▸ Your instructions
Repeat only the lines below from the one containing "the man's gray" through the one containing "green tree, one", inclusive, exactly as written.

+++

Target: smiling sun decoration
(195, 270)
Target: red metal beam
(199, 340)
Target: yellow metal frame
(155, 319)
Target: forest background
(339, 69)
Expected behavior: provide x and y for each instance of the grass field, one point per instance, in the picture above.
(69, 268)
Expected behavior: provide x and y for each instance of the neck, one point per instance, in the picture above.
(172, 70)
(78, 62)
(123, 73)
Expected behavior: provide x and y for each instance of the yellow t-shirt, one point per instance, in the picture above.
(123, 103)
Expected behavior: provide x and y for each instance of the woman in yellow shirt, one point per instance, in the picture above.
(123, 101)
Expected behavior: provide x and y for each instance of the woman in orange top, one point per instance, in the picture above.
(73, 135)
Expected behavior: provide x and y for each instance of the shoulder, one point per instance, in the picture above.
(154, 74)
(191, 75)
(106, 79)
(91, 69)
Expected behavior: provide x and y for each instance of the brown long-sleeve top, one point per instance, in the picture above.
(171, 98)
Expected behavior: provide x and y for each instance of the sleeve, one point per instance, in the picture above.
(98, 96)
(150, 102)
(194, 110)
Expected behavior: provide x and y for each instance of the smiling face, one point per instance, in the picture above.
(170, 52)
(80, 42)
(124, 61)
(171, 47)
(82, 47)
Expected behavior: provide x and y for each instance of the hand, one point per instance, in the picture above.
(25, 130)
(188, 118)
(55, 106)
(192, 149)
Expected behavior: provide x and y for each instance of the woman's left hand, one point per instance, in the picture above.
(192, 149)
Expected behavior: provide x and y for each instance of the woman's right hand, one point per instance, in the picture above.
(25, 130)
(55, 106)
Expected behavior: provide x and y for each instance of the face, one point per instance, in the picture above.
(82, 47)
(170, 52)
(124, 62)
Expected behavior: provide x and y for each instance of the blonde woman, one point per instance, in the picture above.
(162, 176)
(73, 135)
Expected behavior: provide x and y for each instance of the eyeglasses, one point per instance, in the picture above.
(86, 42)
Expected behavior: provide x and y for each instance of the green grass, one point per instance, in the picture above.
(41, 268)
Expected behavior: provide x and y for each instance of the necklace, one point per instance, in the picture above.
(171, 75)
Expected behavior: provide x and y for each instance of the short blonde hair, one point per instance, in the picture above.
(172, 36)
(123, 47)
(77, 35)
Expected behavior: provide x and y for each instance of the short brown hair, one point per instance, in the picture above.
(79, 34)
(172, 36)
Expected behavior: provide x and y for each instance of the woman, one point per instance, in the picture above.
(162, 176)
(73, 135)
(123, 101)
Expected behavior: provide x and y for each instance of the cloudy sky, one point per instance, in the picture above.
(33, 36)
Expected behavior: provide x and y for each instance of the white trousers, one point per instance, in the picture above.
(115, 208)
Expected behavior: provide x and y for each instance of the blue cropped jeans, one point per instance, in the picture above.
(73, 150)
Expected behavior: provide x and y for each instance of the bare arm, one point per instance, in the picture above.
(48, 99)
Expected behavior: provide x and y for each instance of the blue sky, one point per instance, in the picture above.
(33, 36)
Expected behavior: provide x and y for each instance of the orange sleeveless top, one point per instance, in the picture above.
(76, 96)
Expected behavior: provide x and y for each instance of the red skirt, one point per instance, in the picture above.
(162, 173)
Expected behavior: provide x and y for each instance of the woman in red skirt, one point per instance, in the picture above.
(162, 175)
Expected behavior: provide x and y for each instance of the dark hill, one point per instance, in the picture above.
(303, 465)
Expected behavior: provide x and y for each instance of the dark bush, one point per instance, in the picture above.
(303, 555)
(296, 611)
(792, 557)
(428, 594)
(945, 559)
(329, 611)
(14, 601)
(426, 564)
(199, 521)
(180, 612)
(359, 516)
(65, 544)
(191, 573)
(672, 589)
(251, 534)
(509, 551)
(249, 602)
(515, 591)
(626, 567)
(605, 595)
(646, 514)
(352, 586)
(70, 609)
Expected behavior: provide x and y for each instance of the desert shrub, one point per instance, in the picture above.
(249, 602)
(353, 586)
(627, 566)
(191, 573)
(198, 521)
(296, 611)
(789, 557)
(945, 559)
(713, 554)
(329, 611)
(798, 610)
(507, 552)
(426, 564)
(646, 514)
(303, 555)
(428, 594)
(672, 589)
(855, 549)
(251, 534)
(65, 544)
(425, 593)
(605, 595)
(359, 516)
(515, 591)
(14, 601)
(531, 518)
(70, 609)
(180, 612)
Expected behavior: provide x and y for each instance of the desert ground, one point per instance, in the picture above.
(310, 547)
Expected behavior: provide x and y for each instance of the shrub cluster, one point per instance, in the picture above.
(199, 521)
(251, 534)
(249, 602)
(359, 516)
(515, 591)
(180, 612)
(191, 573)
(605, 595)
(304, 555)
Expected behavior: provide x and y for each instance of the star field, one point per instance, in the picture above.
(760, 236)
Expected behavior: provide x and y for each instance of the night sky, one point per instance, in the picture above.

+++

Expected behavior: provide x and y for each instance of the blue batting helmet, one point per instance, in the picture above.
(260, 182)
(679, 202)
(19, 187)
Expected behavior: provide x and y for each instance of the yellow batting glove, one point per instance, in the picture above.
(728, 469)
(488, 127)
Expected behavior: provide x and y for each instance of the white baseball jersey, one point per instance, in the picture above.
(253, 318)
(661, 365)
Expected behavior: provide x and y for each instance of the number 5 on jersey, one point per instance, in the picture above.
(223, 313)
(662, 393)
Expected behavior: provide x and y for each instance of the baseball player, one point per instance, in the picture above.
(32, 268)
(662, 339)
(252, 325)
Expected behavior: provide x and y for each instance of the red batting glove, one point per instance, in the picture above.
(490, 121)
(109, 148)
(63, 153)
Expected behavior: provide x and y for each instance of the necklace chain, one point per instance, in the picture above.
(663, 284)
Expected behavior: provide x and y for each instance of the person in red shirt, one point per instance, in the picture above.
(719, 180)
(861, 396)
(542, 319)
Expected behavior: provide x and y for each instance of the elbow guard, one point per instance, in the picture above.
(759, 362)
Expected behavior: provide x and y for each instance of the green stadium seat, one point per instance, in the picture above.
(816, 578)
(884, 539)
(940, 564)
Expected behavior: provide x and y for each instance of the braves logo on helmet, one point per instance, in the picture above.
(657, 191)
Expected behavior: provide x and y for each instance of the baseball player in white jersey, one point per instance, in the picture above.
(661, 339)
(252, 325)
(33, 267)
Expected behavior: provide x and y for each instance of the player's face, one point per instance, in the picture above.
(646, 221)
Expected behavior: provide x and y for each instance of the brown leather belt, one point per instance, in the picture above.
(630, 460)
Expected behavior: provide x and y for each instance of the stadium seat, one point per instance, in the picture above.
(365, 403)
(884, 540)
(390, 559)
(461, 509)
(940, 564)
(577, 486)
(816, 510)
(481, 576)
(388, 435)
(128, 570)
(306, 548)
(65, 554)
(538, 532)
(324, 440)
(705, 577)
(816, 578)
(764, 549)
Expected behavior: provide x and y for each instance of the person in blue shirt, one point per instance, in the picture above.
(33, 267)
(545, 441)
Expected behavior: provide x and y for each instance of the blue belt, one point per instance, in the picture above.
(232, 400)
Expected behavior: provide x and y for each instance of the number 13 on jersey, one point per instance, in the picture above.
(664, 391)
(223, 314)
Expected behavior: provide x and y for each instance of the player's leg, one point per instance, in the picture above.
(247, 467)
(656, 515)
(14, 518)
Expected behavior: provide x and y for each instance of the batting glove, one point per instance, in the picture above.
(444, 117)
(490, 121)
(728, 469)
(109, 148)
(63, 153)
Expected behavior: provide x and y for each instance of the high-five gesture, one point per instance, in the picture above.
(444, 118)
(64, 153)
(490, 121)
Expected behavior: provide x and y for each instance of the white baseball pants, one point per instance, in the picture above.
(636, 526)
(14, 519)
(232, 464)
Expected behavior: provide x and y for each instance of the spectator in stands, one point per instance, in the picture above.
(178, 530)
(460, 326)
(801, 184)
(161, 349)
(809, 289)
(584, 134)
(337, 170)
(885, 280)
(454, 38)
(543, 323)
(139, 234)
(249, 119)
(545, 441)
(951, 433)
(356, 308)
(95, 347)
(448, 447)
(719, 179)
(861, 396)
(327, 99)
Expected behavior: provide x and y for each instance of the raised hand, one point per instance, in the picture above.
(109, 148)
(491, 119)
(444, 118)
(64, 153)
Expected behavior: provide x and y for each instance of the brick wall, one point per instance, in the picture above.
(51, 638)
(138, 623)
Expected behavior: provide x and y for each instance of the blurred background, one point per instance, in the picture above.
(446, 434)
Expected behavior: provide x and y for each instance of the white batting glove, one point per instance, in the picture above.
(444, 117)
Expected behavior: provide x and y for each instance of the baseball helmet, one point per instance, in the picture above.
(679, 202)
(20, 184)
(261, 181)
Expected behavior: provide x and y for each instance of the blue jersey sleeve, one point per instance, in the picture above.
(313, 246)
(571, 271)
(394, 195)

+++

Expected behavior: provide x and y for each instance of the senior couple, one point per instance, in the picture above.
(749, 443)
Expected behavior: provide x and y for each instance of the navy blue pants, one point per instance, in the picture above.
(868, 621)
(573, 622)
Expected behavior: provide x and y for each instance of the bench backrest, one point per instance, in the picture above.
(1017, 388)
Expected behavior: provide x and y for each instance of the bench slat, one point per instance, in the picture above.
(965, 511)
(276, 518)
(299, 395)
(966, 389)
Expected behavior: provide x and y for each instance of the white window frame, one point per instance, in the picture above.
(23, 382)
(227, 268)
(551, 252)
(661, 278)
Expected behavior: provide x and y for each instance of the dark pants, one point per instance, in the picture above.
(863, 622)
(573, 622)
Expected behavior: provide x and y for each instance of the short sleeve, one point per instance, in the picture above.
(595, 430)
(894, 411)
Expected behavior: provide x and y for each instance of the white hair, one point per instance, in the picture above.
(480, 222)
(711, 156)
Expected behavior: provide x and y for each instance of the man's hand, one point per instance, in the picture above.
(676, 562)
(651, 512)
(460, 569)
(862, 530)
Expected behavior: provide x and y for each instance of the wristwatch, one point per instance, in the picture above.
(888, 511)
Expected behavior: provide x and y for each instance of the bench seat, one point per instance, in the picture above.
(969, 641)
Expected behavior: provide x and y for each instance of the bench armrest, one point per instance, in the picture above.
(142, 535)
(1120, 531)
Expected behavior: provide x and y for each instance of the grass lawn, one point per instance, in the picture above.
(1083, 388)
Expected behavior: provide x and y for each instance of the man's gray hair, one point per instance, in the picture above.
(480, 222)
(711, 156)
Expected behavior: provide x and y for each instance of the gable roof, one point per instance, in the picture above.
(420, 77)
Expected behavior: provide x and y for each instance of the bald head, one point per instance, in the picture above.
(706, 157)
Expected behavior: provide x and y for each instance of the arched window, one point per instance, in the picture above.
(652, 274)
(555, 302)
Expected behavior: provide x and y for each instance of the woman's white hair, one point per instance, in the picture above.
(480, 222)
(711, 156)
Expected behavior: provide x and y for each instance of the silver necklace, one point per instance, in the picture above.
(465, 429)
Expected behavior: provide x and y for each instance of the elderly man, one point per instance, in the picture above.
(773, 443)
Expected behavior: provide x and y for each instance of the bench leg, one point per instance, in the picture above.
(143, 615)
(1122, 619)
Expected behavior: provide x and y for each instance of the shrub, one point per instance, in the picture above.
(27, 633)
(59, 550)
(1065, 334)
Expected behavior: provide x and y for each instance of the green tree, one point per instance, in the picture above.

+++

▸ Solution for this exercise
Expected behavior: provide x and y for each instance of the man's gray hair, one point per instance, in the picture above.
(480, 222)
(711, 156)
Expected behavior: provide x and y for each instance of the gable roof, one point per instance, in the picture above.
(420, 77)
Expected behavior: provide x and y for each instance of the bald head, one point per instance, in the picture above.
(706, 157)
Expected behavior: provide x and y for each instance of the arched window, one point per instance, in the picture above.
(652, 274)
(555, 302)
Expected behavior: provide x and y for each instance of the woman's white hair, one point per instance, in the picture above.
(480, 222)
(711, 156)
Expected behavior: provide x and y for each instance of the silver necklace, one point per instance, in the picture above.
(465, 429)
Expected behavior: provide x and y for each instance of the elderly man, one point per instance, in the picture above.
(773, 443)
Expected behavior: provide x and y for each instance of the bench leg, one point per instance, in the picture above.
(143, 615)
(1122, 619)
Expected behavior: provide x and y for each instance of the shrub, one point per instance, in the picture above.
(27, 633)
(59, 550)
(1065, 334)
Expected behavior: provide x and y for each instance of the green tree, one point per instance, in the picture above.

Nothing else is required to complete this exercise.